▶ _YOUR TASK_
Copy the records below from the beginning up to and including the line with "box: [224, 126, 305, 260]". Keep every character unchanged.

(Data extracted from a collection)
_ _ _ _
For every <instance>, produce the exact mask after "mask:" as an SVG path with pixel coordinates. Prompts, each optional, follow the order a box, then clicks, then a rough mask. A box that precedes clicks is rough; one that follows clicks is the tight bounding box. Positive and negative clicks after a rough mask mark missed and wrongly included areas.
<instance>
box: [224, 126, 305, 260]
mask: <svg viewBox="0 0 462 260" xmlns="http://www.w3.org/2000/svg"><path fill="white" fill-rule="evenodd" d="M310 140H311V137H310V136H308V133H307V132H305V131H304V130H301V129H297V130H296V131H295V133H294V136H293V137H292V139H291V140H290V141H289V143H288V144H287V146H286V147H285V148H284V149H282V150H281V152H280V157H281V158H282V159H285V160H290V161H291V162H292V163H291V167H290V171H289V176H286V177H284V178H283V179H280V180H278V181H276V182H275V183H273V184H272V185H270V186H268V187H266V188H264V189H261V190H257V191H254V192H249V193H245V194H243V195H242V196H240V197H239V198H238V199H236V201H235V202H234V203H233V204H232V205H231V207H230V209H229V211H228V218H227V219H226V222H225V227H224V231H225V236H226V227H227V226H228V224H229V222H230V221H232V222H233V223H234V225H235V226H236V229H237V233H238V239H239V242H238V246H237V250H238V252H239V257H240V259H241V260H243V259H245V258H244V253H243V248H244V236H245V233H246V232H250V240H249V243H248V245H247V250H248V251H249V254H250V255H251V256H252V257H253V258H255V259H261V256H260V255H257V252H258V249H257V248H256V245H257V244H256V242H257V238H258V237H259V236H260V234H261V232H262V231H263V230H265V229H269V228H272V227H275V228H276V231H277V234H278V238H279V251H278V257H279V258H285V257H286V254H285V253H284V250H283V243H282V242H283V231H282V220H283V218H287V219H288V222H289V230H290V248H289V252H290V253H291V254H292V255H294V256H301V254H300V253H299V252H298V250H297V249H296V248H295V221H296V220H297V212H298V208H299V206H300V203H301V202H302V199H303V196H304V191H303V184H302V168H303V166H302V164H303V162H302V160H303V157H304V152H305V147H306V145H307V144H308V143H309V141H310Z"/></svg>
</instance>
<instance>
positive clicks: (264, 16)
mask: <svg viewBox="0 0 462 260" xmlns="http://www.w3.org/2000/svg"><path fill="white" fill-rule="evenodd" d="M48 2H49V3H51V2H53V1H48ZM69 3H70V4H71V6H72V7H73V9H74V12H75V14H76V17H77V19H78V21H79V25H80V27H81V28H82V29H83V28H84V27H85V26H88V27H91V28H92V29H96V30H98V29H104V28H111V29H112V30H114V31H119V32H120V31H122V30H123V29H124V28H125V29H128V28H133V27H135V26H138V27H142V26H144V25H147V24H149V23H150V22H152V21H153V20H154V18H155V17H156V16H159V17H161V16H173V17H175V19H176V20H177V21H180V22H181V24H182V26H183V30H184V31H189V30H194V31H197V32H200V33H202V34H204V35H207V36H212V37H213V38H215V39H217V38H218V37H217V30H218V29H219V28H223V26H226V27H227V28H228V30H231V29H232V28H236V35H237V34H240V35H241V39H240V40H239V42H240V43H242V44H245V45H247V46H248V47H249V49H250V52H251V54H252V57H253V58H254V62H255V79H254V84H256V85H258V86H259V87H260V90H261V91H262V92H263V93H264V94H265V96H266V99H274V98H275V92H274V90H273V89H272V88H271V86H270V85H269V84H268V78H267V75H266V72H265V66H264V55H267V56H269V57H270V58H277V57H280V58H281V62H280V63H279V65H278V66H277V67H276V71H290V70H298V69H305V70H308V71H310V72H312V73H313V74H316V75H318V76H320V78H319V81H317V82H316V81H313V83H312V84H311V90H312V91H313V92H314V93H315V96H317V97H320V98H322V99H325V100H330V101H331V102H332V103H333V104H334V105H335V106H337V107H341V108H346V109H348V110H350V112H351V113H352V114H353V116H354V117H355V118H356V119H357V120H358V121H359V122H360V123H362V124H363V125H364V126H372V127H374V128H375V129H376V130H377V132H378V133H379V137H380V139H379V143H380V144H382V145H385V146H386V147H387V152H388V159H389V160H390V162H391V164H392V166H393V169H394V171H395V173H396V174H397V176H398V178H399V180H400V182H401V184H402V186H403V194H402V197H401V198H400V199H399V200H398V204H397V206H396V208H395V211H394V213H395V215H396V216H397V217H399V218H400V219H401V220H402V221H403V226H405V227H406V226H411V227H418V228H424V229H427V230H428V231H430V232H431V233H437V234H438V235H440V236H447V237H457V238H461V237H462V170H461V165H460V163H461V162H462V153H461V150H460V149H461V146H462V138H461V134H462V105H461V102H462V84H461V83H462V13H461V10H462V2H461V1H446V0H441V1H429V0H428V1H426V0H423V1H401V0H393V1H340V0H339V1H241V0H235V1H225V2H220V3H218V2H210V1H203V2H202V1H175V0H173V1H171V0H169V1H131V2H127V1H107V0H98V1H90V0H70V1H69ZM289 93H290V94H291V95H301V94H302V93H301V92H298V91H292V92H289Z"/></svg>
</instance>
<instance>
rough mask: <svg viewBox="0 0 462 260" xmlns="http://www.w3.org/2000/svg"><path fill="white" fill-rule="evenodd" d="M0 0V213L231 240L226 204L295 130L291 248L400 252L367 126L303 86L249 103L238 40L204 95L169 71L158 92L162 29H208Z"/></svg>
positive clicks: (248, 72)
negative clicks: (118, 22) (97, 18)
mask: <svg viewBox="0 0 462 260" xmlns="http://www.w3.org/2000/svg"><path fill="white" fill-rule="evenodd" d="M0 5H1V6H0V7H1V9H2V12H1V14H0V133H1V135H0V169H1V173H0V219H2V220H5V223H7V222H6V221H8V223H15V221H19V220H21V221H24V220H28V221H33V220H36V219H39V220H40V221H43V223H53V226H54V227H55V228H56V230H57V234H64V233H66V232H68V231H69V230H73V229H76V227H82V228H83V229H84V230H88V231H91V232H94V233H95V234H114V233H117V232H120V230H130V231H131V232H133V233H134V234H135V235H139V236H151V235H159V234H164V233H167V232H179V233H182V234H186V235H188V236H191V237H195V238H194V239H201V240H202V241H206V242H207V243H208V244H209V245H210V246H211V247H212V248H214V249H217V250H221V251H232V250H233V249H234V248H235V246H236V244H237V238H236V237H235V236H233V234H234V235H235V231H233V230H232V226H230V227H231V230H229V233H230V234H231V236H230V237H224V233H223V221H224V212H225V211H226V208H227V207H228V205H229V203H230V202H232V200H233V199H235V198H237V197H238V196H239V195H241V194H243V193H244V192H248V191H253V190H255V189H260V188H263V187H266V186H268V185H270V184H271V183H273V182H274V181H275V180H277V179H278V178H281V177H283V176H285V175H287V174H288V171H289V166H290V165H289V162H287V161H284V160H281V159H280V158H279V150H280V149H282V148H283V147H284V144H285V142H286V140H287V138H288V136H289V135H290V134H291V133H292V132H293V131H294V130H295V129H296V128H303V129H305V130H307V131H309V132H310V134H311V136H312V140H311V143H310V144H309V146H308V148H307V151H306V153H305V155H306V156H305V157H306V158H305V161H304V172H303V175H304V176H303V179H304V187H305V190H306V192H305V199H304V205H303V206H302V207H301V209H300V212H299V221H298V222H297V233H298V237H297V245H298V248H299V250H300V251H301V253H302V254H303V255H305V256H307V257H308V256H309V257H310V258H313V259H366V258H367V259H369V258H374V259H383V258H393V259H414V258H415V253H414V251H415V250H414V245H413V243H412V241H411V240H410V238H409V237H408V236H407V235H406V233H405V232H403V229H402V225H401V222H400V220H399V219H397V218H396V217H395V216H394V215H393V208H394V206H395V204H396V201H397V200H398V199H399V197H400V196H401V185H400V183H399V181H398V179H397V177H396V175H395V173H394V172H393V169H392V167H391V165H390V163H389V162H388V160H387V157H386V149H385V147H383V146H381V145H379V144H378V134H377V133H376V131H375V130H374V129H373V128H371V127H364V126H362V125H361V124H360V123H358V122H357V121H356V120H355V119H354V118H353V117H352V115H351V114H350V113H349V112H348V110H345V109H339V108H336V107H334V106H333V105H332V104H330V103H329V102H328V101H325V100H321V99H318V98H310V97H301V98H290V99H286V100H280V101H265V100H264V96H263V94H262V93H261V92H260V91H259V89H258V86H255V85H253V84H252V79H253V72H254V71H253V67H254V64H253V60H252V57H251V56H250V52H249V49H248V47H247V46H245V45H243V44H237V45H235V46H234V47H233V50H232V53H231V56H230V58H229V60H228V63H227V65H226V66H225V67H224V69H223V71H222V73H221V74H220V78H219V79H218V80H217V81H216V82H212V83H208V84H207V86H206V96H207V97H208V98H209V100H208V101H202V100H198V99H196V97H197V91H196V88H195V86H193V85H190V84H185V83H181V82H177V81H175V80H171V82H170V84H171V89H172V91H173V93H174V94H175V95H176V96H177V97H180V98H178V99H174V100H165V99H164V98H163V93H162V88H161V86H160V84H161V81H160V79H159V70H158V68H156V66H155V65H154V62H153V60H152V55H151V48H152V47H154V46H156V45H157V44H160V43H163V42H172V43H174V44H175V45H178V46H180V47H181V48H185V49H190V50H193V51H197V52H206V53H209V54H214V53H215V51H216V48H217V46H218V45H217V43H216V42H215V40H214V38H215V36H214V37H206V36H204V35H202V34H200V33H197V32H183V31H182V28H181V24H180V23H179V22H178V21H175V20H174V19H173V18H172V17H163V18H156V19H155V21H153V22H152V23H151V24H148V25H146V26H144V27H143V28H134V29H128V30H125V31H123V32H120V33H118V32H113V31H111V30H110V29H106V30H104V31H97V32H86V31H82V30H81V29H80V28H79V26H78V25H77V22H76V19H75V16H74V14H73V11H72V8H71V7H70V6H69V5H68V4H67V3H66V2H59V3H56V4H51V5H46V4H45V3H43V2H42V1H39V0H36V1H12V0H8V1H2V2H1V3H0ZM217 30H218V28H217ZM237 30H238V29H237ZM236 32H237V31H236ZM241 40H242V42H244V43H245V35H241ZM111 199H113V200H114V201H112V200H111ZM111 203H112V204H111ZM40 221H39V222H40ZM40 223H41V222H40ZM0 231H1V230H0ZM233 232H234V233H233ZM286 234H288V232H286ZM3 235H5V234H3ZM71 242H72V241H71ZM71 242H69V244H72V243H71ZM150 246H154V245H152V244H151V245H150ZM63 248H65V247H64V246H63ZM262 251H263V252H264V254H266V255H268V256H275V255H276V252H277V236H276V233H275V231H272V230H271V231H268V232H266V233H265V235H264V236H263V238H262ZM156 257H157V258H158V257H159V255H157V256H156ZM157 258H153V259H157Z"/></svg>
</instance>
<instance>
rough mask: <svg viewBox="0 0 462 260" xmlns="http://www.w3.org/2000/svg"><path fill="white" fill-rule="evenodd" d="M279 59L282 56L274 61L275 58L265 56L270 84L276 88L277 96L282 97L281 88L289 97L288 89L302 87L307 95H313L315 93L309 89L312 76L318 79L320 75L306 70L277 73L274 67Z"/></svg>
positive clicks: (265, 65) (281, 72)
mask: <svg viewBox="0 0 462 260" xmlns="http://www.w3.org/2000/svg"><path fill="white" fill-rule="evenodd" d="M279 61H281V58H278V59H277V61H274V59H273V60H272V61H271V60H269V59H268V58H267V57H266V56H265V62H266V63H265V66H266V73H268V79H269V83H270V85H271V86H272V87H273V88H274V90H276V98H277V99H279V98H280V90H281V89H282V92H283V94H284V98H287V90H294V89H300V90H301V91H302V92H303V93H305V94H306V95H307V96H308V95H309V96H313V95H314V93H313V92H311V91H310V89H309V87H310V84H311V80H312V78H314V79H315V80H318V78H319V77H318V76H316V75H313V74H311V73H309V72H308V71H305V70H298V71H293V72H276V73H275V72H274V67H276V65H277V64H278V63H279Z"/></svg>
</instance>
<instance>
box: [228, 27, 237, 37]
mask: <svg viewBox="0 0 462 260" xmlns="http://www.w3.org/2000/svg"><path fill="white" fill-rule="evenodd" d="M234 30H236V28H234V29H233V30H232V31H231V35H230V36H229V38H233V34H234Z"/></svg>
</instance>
_ _ _ _
▶ _ANSWER TO THE EXERCISE_
For every <instance>, produce the exact mask after "mask:" as an SVG path with pixel coordinates. Prompts, each optional, follow the order a box, then clicks, then a rough mask. A box that precedes clicks is rough; one that follows clicks is the tight bounding box. Positive and negative clicks after a rough mask mark missed and wrongly included areas.
<instance>
box: [224, 126, 305, 260]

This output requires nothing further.